**Exercise:** Could you pick up the report on Imperial Oil's fourth-quarter results where it stops and carry it further?

**Excerpt:**
■ ■ ■ ■ ■
Feb 1 – Canada’s Imperial Oil Ltd IMO.TO on Tuesday posted a quarterly profit that narrowly missed estimates, as extreme cold weather hit the company’s production.
Oil sands mining, which accounts for the bulk of Canada’s crude output, was hit by icy temperatures in December and January that slowed production.
The company, majority-owned by Exxon Mobil Corp XOM.N, said fourth-quarter production fell 3.3% to 445,000 barrels of oil equivalent per day.
However, the fall in production was offset by higher commodity prices and increased demand for motor fuels.
Brent crude prices nearly doubled to an average of $80 per barrel in the last three months of the year, as fuel demand remained strong with the Omicron variant of the coronavirus being milder than expected and as energy supplies remained tight around the world.
■ ■ ■ ■ ■
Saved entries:

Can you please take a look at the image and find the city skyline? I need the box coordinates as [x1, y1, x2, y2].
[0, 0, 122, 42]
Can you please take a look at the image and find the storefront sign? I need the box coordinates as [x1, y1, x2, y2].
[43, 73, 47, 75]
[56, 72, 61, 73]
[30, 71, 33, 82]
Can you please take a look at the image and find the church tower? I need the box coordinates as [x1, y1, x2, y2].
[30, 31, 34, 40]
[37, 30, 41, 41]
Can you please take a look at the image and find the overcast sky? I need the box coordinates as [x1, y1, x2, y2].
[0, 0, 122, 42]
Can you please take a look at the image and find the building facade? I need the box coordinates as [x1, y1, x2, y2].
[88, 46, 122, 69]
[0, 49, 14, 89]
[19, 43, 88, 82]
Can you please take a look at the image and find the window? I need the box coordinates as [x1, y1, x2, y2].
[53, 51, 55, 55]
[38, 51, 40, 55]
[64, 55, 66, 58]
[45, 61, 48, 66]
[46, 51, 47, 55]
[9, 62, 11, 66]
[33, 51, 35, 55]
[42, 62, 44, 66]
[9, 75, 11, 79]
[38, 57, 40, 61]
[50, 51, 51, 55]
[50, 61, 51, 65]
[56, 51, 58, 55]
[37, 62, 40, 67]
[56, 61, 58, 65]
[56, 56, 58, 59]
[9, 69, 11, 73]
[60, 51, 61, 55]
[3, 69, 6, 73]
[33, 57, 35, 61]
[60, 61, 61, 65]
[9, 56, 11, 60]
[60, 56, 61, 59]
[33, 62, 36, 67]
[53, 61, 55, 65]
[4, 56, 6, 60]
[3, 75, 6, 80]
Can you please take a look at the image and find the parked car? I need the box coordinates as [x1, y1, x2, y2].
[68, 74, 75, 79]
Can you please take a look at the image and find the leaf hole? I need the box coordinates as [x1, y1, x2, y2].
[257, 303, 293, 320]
■ ■ ■ ■ ■
**Your response:**
Imperial said prices for bitumen rose by C$31.34 per barrel in the fourth quarter, while synthetic oil prices rose by C$41.26 per barrel from a year earlier.
Throughput at its refineries averaged 416,000 barrels per day (bpd), compared with 359,000 bpd a year earlier.
Imperial also hiked its first-quarter dividend by 26% to 34 Canadian cents per share.
Net income, excluding items, rose to C$813 million ($640.46 million) in the quarter ended Dec. 31, from C$25 million a year earlier.
On a per share basis, the company earned C$1.35, excluding items, below the average estimate of C$1.37 per share, according to Refinitiv IBES data.